§ **EXERCISE**
Copy out the lines of the records word for word, starting at the line that contains "of the ceiling" and ending with the last line of the records, both included.

Part of a data file:

◆ ◆ ◆ ◆

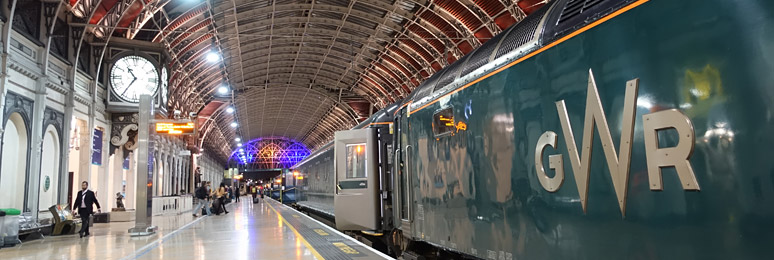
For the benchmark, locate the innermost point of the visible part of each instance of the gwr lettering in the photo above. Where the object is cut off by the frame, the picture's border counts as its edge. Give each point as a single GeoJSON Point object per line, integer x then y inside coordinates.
{"type": "Point", "coordinates": [618, 164]}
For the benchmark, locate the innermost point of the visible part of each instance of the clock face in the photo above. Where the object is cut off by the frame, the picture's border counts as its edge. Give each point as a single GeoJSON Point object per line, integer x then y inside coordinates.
{"type": "Point", "coordinates": [164, 86]}
{"type": "Point", "coordinates": [132, 76]}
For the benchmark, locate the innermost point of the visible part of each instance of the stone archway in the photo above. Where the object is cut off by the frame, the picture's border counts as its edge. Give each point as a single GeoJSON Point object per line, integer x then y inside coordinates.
{"type": "Point", "coordinates": [13, 175]}
{"type": "Point", "coordinates": [49, 169]}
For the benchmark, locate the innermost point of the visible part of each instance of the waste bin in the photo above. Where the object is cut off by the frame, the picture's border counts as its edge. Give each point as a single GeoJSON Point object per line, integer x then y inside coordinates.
{"type": "Point", "coordinates": [10, 233]}
{"type": "Point", "coordinates": [2, 223]}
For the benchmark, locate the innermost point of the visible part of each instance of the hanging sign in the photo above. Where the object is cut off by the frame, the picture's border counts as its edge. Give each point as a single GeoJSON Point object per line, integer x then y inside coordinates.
{"type": "Point", "coordinates": [175, 127]}
{"type": "Point", "coordinates": [96, 147]}
{"type": "Point", "coordinates": [126, 163]}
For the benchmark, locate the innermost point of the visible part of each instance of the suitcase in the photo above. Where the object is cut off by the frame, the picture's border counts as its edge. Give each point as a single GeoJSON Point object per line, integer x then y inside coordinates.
{"type": "Point", "coordinates": [101, 218]}
{"type": "Point", "coordinates": [215, 207]}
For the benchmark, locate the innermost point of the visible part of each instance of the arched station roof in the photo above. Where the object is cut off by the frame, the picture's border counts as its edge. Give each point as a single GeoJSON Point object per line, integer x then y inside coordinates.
{"type": "Point", "coordinates": [300, 69]}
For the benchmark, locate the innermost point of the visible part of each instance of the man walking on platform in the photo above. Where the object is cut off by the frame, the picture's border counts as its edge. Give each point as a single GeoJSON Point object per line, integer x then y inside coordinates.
{"type": "Point", "coordinates": [202, 195]}
{"type": "Point", "coordinates": [84, 201]}
{"type": "Point", "coordinates": [237, 192]}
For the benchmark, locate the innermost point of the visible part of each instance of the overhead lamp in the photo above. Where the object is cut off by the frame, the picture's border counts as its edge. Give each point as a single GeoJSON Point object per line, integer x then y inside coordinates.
{"type": "Point", "coordinates": [213, 57]}
{"type": "Point", "coordinates": [222, 90]}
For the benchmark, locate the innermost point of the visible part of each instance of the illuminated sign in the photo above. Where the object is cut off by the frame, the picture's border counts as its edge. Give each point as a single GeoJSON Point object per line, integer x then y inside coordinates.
{"type": "Point", "coordinates": [175, 128]}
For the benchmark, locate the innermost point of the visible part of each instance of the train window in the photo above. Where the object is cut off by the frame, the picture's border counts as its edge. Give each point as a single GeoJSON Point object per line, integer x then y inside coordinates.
{"type": "Point", "coordinates": [443, 122]}
{"type": "Point", "coordinates": [356, 157]}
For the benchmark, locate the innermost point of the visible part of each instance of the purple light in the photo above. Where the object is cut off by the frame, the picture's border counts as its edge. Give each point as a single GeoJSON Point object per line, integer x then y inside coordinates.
{"type": "Point", "coordinates": [270, 153]}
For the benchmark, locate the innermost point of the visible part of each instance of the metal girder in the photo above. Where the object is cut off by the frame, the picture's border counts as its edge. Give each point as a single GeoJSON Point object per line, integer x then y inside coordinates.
{"type": "Point", "coordinates": [281, 55]}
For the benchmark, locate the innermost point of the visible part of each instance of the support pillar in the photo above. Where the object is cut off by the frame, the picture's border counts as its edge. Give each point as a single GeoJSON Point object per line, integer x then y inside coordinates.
{"type": "Point", "coordinates": [144, 217]}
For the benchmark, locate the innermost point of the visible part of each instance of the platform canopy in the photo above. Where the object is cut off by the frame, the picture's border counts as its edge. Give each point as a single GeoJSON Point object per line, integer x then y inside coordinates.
{"type": "Point", "coordinates": [300, 69]}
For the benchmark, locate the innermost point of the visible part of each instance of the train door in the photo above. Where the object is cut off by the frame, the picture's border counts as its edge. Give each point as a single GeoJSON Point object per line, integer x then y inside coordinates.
{"type": "Point", "coordinates": [356, 200]}
{"type": "Point", "coordinates": [402, 180]}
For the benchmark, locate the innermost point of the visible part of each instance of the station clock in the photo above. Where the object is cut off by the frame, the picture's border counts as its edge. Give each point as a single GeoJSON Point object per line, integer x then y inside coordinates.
{"type": "Point", "coordinates": [134, 68]}
{"type": "Point", "coordinates": [132, 76]}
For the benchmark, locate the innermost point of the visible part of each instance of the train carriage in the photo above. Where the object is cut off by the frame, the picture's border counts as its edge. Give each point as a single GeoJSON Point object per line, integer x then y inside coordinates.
{"type": "Point", "coordinates": [593, 129]}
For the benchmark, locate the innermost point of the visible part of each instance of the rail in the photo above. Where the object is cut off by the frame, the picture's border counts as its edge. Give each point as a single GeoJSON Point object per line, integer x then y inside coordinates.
{"type": "Point", "coordinates": [172, 205]}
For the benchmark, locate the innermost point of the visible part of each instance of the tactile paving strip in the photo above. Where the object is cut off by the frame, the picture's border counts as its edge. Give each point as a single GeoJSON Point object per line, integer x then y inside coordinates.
{"type": "Point", "coordinates": [330, 245]}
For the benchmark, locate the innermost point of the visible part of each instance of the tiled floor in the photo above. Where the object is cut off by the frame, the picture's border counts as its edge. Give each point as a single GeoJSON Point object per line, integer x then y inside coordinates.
{"type": "Point", "coordinates": [250, 231]}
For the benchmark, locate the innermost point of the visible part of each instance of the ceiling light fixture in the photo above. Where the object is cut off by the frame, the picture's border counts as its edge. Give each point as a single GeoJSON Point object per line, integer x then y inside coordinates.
{"type": "Point", "coordinates": [213, 57]}
{"type": "Point", "coordinates": [222, 90]}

◆ ◆ ◆ ◆

§ **TASK ANSWER**
For the benchmark, locate the innermost point of the visible part of each instance of the ceiling light fixture in the photo above. Where the object is cut off by the frame, the picture's border counts as its edge. Give each point as a single GeoJSON Point object per line, integer x then y inside coordinates.
{"type": "Point", "coordinates": [213, 57]}
{"type": "Point", "coordinates": [222, 90]}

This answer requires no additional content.